[Stored items from a collection]
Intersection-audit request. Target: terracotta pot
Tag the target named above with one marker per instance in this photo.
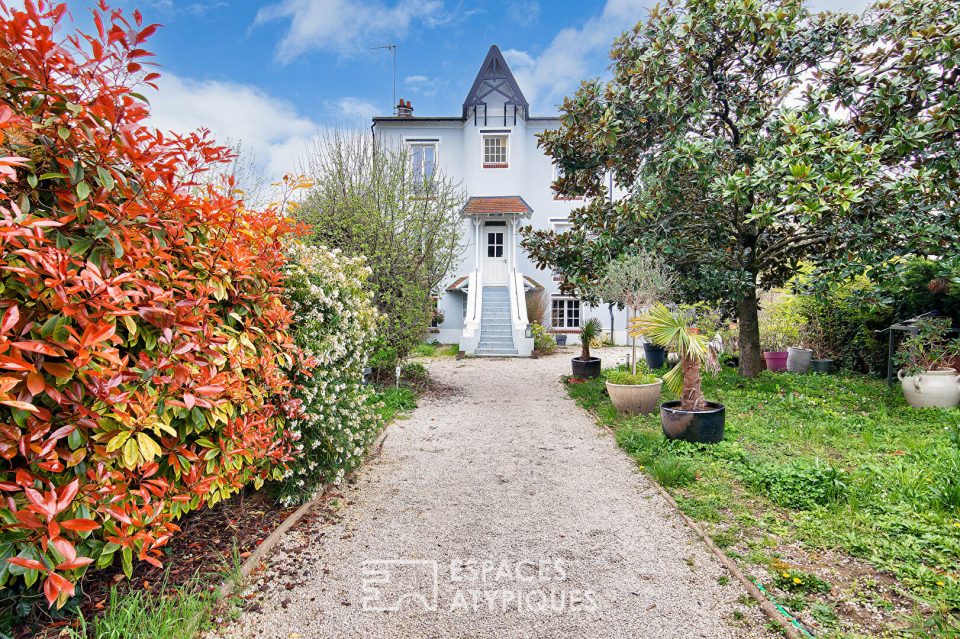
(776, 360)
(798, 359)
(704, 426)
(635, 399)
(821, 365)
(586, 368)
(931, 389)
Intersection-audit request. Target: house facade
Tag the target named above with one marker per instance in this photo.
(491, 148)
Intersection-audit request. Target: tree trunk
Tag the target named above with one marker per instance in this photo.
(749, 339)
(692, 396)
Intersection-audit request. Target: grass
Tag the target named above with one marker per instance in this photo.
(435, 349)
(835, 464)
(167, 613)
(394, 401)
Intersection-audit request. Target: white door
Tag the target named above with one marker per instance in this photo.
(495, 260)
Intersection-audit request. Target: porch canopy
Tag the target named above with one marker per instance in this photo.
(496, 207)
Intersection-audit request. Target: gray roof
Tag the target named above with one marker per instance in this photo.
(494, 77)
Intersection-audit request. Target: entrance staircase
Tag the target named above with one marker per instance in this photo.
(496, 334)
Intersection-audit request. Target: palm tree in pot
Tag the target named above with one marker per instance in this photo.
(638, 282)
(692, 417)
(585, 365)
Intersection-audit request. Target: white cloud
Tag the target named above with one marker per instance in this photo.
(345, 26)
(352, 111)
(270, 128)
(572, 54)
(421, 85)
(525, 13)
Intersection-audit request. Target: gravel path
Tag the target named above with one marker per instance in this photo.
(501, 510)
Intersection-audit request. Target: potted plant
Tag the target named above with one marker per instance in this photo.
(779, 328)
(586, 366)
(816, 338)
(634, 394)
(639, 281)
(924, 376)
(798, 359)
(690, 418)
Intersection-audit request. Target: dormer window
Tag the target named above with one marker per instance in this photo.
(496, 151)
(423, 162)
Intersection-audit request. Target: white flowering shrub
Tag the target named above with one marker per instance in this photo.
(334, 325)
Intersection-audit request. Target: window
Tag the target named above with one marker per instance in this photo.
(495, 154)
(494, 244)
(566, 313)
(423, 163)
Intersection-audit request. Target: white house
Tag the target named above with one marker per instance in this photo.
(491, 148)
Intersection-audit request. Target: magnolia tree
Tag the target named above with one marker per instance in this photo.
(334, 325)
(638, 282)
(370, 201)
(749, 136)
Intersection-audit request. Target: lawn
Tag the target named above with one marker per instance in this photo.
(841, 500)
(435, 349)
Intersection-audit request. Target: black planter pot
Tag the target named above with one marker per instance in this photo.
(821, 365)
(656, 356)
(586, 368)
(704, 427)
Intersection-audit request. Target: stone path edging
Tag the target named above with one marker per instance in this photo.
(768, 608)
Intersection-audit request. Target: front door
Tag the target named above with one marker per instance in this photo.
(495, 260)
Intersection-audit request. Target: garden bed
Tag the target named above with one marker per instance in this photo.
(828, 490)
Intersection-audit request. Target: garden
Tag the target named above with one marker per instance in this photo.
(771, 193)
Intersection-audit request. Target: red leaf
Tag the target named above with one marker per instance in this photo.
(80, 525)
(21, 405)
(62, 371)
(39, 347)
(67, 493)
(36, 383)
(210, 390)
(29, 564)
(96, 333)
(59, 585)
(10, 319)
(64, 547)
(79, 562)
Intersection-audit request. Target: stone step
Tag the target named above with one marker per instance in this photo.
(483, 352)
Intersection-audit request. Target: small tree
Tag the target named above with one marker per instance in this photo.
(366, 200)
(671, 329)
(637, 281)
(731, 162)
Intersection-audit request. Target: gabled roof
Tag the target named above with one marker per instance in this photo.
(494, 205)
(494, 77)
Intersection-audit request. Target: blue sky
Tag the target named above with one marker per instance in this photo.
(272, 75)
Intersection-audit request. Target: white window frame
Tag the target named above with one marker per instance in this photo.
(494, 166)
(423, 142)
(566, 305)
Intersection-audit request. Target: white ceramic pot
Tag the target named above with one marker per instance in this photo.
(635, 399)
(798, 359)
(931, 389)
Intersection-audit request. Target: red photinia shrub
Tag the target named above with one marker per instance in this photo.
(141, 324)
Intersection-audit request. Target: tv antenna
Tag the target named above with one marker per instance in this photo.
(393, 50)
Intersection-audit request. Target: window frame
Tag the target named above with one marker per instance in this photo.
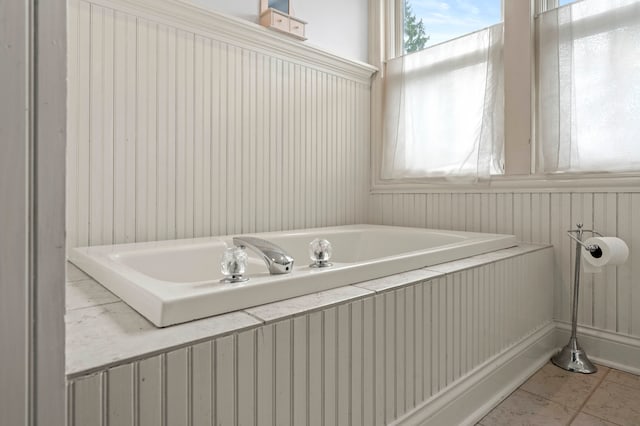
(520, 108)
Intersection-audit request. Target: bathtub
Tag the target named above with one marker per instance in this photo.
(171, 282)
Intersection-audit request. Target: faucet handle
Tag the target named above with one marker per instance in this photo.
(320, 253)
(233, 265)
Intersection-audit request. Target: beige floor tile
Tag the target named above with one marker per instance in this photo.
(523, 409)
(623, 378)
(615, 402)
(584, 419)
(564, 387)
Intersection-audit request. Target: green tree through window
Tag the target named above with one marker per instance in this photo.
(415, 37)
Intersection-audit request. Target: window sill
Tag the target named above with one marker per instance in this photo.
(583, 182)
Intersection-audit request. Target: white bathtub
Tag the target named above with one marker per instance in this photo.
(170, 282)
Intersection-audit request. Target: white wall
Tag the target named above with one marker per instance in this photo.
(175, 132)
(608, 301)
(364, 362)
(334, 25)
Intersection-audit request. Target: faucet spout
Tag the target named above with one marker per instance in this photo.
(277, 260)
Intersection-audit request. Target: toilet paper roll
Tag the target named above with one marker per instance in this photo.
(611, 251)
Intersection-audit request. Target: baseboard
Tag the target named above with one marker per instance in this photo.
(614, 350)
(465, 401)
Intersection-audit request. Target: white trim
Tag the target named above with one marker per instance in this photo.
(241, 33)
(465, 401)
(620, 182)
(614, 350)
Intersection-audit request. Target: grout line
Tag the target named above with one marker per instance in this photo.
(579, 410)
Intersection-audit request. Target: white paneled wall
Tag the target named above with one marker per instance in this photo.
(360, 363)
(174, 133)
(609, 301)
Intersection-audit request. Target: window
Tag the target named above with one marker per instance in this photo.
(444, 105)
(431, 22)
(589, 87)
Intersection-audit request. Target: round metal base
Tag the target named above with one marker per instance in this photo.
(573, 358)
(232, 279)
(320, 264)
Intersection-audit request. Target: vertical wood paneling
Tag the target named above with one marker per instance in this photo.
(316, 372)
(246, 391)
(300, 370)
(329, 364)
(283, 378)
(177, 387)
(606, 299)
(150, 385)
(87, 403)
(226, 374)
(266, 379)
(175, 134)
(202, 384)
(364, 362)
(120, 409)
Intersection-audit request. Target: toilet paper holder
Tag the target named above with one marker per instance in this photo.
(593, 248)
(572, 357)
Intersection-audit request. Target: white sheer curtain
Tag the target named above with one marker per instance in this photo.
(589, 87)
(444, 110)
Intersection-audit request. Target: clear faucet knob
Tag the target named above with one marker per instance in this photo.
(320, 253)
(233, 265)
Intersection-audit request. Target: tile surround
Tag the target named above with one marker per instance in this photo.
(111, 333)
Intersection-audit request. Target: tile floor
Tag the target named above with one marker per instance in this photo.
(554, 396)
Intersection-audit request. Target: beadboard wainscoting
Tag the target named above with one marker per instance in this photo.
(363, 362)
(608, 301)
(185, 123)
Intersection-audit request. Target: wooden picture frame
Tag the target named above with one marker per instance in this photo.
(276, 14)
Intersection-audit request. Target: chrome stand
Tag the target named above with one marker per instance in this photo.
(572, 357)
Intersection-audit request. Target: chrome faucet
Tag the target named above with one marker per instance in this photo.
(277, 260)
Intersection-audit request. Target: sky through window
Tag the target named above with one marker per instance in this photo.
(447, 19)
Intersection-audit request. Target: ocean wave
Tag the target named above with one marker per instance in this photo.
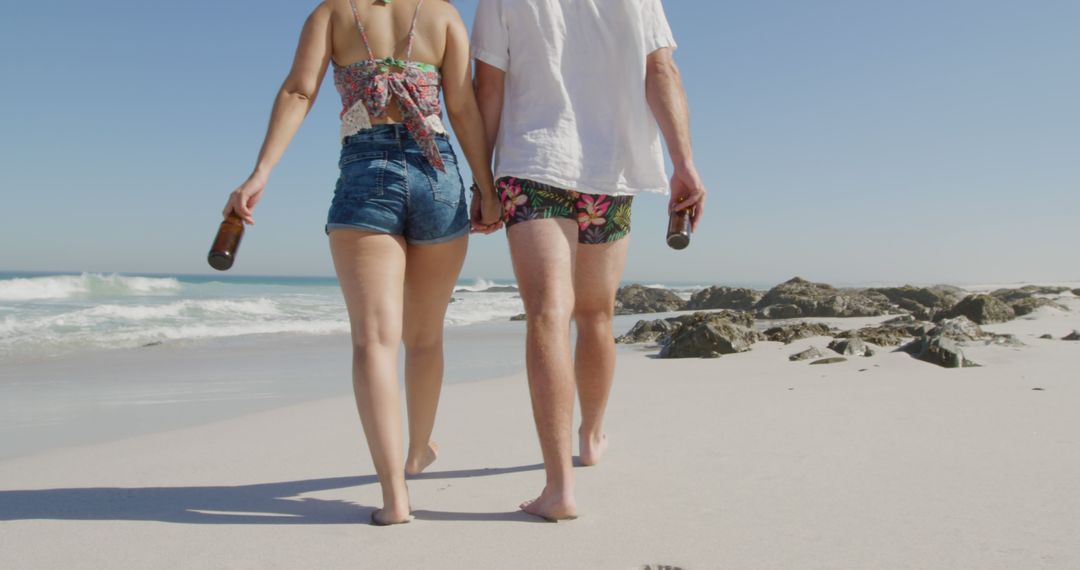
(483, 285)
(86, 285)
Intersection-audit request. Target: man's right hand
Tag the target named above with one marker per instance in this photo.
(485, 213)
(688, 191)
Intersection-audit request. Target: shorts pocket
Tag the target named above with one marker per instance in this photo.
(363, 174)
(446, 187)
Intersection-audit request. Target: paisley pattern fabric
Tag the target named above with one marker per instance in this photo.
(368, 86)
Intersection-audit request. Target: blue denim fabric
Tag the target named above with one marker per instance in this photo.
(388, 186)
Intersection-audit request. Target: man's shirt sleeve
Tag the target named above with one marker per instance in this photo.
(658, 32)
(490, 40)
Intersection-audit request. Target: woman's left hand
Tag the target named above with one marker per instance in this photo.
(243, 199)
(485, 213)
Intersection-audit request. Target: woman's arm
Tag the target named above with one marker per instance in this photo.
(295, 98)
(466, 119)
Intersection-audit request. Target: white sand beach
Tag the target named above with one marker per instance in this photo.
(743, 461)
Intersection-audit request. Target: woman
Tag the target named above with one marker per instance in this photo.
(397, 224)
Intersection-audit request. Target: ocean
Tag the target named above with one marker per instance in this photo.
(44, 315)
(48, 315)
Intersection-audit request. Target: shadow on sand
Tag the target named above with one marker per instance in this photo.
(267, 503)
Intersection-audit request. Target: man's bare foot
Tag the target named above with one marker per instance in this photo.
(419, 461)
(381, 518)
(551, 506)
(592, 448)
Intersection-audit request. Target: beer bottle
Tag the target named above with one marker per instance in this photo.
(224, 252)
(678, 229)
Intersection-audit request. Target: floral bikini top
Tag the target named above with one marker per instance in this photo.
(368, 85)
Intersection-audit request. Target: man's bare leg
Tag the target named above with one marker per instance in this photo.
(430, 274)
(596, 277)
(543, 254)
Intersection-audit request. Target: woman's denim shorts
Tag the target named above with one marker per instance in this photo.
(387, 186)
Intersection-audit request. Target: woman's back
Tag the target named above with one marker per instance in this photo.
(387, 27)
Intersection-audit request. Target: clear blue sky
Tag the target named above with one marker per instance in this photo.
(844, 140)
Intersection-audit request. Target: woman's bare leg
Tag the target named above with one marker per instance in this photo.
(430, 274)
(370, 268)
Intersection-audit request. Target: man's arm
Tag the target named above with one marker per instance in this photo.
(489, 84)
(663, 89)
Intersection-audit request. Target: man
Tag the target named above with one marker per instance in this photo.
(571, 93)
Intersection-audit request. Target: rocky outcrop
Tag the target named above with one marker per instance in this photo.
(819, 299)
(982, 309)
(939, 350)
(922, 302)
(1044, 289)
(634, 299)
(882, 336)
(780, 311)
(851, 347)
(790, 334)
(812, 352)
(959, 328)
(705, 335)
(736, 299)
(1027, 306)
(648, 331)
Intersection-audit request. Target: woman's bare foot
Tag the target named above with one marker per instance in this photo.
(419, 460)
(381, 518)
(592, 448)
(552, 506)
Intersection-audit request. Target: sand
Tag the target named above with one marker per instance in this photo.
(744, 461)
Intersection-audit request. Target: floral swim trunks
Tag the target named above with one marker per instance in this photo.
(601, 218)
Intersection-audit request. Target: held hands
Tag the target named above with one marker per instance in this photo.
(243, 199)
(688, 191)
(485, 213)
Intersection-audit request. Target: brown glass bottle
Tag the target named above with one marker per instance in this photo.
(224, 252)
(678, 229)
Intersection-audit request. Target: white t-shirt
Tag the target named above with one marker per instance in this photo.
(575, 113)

* Written request
Give back exactly the lines that run from the line with "Intersection-audit request. Target: woman's back" through the close of the material, counting both ends, and nothing more.

* Task response
Intersection-audit request. Target: woman's back
Tag the target named above with one marker per instance in this photo.
(387, 27)
Intersection-audit request. Target: clear blue sky
Tag the target named above with one marker per instance in this photo.
(844, 140)
Intersection-audit request. Target: woman's bare leg
Tag the target named above with one marker per instance in this photo.
(430, 274)
(370, 268)
Intersection-audit request. Target: man's arm
Tag the target named above with one marker per instance in this photo.
(489, 84)
(663, 89)
Intersection-audit request. Target: man
Tag the target named above with one marker per instance in this photo.
(571, 93)
Intersection-audit request. Target: rocky outcrop
Tag the target named above with one marker per instance in this photo.
(819, 299)
(982, 309)
(939, 350)
(922, 302)
(1044, 289)
(634, 299)
(882, 336)
(780, 311)
(851, 347)
(790, 334)
(812, 352)
(959, 328)
(705, 335)
(736, 299)
(1027, 306)
(648, 331)
Intersection-audit request. Target: woman's bare foot
Tag the target named above with one marker per instance in this photo.
(419, 460)
(381, 518)
(592, 448)
(552, 506)
Intersection-audit request. Target: sand
Tag the target named above with one marker per instance in this photo.
(744, 461)
Intersection-audit request. Target: floral swim trunks
Tag the target named above with one marker per instance in this photo.
(601, 218)
Intersection-audit request. Target: held hands
Tag the target named above with one marker per instance in this photo.
(243, 199)
(688, 191)
(485, 213)
Intersection-audit request. Target: brown glass bottle
Tag the target named above with one marker per instance in this photo.
(224, 252)
(678, 229)
Intersection-audit request. Target: white t-shirt
Tag the target named above with one marker per instance in this photo.
(575, 113)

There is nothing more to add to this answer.